What you have to do:
Write out every single entry exactly.
——————
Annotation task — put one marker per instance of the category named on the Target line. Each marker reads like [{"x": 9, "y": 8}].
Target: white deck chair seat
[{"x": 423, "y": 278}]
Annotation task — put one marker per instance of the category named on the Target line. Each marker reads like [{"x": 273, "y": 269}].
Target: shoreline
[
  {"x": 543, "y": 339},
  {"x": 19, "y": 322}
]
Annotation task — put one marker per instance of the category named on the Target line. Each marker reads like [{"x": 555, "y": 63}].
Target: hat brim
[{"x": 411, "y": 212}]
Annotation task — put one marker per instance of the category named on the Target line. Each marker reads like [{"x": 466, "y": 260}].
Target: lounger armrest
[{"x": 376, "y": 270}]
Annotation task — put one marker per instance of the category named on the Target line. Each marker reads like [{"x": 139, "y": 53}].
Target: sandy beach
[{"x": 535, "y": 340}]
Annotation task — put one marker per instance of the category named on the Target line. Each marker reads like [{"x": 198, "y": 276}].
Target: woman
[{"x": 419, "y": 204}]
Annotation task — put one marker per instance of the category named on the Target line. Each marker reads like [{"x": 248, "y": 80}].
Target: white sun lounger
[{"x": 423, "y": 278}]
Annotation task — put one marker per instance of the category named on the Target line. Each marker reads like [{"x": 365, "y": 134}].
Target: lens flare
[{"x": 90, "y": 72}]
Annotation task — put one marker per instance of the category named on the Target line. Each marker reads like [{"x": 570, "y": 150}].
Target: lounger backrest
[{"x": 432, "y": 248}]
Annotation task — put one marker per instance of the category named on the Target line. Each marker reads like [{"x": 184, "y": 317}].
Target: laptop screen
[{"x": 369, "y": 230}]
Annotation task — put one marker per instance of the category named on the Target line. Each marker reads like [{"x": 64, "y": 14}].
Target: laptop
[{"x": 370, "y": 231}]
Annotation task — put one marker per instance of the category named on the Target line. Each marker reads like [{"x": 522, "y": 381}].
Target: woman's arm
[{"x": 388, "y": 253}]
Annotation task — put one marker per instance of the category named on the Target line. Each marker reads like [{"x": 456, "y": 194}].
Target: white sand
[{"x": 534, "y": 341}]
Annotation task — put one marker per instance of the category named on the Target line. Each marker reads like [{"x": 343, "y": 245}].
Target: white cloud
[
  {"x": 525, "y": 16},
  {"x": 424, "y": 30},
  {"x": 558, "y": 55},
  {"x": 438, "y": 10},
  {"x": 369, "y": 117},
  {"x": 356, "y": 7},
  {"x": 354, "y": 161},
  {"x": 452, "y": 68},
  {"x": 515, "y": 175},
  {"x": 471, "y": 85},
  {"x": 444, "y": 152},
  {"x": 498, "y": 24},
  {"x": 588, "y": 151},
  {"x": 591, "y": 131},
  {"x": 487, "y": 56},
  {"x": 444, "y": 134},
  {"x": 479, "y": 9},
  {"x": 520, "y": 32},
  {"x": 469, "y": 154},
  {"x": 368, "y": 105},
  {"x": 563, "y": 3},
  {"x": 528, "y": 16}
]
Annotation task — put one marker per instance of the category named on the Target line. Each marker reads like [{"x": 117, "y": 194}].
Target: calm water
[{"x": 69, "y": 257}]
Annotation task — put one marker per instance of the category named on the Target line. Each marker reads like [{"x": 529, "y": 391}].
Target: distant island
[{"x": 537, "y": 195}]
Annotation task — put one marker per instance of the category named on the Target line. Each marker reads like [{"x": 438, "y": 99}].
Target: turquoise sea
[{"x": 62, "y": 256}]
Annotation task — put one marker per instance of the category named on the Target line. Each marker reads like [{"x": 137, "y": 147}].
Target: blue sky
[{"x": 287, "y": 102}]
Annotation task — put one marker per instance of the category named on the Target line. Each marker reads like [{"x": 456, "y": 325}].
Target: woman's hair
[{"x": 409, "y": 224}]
——————
Task result:
Annotation task — put one marker per instance of the category named on the Target line. Each marker reads like [{"x": 9, "y": 8}].
Target: white deck chair seat
[{"x": 423, "y": 278}]
Annotation task — put one marker per instance of the category named on the Target line. Each marker reads like [{"x": 273, "y": 269}].
Target: shoreline
[
  {"x": 543, "y": 339},
  {"x": 19, "y": 322}
]
Annotation task — put one marker per instance of the category named on the Target line. Each marker reads like [{"x": 555, "y": 63}].
Target: hat brim
[{"x": 411, "y": 212}]
Annotation task — put one marker per instance of the category named on the Target line. Each marker reads like [{"x": 466, "y": 260}].
Target: lounger armrest
[{"x": 376, "y": 270}]
Annotation task — put one marker per instance of the category named on the Target line. Each marker reads like [{"x": 139, "y": 53}].
Target: sandy beach
[{"x": 535, "y": 340}]
Annotation task — put one marker per instance of the category named on the Target line. Each marker reads like [{"x": 198, "y": 276}].
Target: woman
[{"x": 419, "y": 204}]
Annotation task — put one marker per instance of the category named on the Target line. Each marker reads like [{"x": 248, "y": 80}].
Target: white sun lounger
[{"x": 423, "y": 278}]
Annotation task — put one marker per instance of the category named on the Target line. Each marker reads like [{"x": 365, "y": 134}].
Target: lens flare
[{"x": 90, "y": 72}]
Annotation task — put one marker per instance of the category named on the Target line. Each marker reads like [{"x": 570, "y": 150}].
Target: lounger backrest
[{"x": 432, "y": 248}]
Annotation task — put one marker per instance of the category named on the Target line. Each marker reads like [{"x": 184, "y": 317}].
Target: laptop screen
[{"x": 369, "y": 230}]
Annotation task — put one marker per instance of the category named on the Target line. Each marker reads like [{"x": 64, "y": 14}].
Target: laptop
[{"x": 370, "y": 231}]
Annotation task — put one marker per instance of the category named on the Target line. Each marker reads like [{"x": 522, "y": 381}].
Target: woman's arm
[{"x": 388, "y": 253}]
Annotation task — put one marker per instance of the category named on the Target line. Each marker reads like [{"x": 456, "y": 194}].
Target: white sand
[{"x": 534, "y": 341}]
Annotation task — put one marker per instance of the category named on the Target line. Each marker reads like [{"x": 343, "y": 245}].
Target: white cloud
[
  {"x": 525, "y": 16},
  {"x": 424, "y": 30},
  {"x": 558, "y": 55},
  {"x": 438, "y": 10},
  {"x": 369, "y": 117},
  {"x": 356, "y": 7},
  {"x": 354, "y": 161},
  {"x": 452, "y": 68},
  {"x": 515, "y": 175},
  {"x": 471, "y": 85},
  {"x": 444, "y": 152},
  {"x": 498, "y": 24},
  {"x": 588, "y": 151},
  {"x": 591, "y": 131},
  {"x": 487, "y": 56},
  {"x": 444, "y": 134},
  {"x": 479, "y": 9},
  {"x": 520, "y": 32},
  {"x": 469, "y": 154},
  {"x": 368, "y": 105},
  {"x": 563, "y": 3},
  {"x": 528, "y": 16}
]
Annotation task — put one marker per instance of the category named on the Target line. Each marker reads like [{"x": 117, "y": 194}].
Target: calm water
[{"x": 69, "y": 257}]
Annotation task — put one marker per instance of the category named on the Target line. Each marker reads like [{"x": 529, "y": 391}].
Target: distant island
[{"x": 537, "y": 195}]
Annotation task — put one marker per instance of the category named on the Target line. Each marker reads like [{"x": 438, "y": 99}].
Target: turquoise sea
[{"x": 62, "y": 256}]
Annotation task — put one marker per instance of the category named on the Target line. Each marker reads like [{"x": 137, "y": 147}].
Target: blue sky
[{"x": 287, "y": 102}]
Annotation task — put one marker per instance of the category named on the Target line. Each marker reads like [{"x": 456, "y": 325}].
Target: woman's hair
[{"x": 409, "y": 224}]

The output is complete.